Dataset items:
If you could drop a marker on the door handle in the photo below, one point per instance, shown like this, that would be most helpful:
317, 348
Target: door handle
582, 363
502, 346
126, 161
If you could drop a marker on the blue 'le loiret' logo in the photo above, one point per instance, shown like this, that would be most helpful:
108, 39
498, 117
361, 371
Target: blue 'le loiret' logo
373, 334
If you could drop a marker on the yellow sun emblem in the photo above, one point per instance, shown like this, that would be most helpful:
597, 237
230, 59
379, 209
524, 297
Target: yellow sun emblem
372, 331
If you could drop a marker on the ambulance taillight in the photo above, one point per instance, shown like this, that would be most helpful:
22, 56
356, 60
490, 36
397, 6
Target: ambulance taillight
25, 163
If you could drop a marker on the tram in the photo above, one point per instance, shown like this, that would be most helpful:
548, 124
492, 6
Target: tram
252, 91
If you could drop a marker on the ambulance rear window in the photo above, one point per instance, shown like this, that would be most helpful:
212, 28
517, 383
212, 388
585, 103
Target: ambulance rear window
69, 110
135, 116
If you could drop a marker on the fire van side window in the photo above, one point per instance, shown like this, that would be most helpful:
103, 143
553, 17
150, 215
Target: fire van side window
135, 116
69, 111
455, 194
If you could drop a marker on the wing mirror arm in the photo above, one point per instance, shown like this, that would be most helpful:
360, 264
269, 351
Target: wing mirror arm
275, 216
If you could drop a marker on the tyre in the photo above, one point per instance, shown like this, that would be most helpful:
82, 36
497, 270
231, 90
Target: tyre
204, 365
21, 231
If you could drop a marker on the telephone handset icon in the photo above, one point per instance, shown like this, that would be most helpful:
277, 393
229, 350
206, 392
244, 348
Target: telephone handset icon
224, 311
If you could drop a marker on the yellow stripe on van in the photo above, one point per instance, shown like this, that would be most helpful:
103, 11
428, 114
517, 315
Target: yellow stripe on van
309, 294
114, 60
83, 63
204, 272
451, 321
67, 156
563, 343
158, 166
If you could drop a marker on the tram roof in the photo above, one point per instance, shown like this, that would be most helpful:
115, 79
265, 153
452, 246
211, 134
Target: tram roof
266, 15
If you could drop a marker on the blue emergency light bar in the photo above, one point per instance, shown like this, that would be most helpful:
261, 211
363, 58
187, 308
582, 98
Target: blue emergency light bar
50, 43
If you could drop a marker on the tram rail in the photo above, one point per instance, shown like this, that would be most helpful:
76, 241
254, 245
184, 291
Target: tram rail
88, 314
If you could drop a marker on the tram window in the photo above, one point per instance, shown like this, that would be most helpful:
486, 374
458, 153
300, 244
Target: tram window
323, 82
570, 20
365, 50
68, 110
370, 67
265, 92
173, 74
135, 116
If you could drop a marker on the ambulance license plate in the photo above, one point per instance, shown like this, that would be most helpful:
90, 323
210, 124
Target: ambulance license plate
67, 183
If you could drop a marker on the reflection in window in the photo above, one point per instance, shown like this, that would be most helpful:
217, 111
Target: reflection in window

Task: Reproduce all the data exactly. Include every line.

Exercise result:
If you could drop a marker on the door handle in the photo below, one point per instance, shown like this, that would be most helpful:
317, 348
Target: door handle
582, 363
502, 346
126, 161
If you could drop a marker on the blue 'le loiret' logo in the photo above, one point per instance, shown like this, that would be most helpful:
108, 39
498, 117
361, 371
Target: blue 'le loiret' logo
373, 334
If you could drop a marker on the yellow sun emblem in the photo above, one point per instance, shown like this, that would be most helpful:
597, 237
230, 59
379, 209
524, 297
Target: yellow sun emblem
372, 331
If you could drop a marker on the ambulance taillight in the photo above, one point per instance, shown like this, that would be most helpful:
22, 56
356, 60
490, 36
397, 6
Target: ambulance taillight
25, 163
If you could drop a marker on the tram in the photo above, one point per instance, shown like this, that would be most helpful:
548, 124
492, 6
Target: tram
252, 91
If you could drop a marker on the ambulance rear window in the photo above, one point per instance, shown like this, that would be most helpful:
212, 28
517, 383
212, 388
585, 103
Target: ambulance rear window
69, 110
135, 116
If you could drop a marker on the fire van side window in the photo above, one point per instance, shown like this, that would be most helpful:
103, 143
553, 17
150, 215
Target: fire van side window
135, 116
69, 111
455, 194
If you could drop a marker on the wing mirror arm in the photo above, one point per instance, shown like this, that would be most helpful:
360, 264
269, 351
Target: wing mirror arm
275, 216
If you could drop a marker on the tyre in the photo above, one point per instance, shown like this, that would be most helpful:
82, 36
497, 270
231, 90
Target: tyre
204, 365
21, 231
If you could drop a marker on the telephone handset icon in the photo above, one point per instance, shown like this, that would be most helpful:
277, 393
229, 350
206, 392
244, 348
Target: telephone handset icon
224, 311
If you could drop a marker on the yellow stripe on van in the photo above, one point per instance, shown like this, that would be most helpful:
103, 11
428, 114
517, 315
Target: yellow stripe on van
309, 294
114, 60
83, 63
204, 272
451, 321
67, 156
563, 343
158, 166
If you could drop a marker on the tram roof in the photo above, one point per instance, shown like this, that would be most helpful:
115, 79
265, 153
452, 246
211, 134
Target: tram roof
266, 15
If you could drop a marker on the blue emergency light bar in the photo above, one point per instance, shown like this, that would be most helpful:
261, 211
363, 58
187, 308
582, 98
Target: blue emergency light bar
50, 43
If you could drop a marker on the tram rail in the photo above, one point per instance, shown like this, that would be most helpful:
76, 241
254, 245
184, 291
Target: tram rail
88, 314
If you could drop a marker on the tram window in the photo above, one point per instance, shown like this, that would be most helpful:
486, 374
458, 153
300, 244
Target: tram window
323, 82
570, 20
365, 50
68, 110
370, 67
265, 92
173, 74
135, 116
If you could drop a marker on the ambulance license plate in the photo above, one point per instance, shown like this, that would be most helpful:
90, 323
210, 124
Target: ambulance license plate
67, 183
If you could drop a marker on the reflection in window in the photo above, one point per instance, shown like this, that would be most helpful:
217, 111
Target: reflection in window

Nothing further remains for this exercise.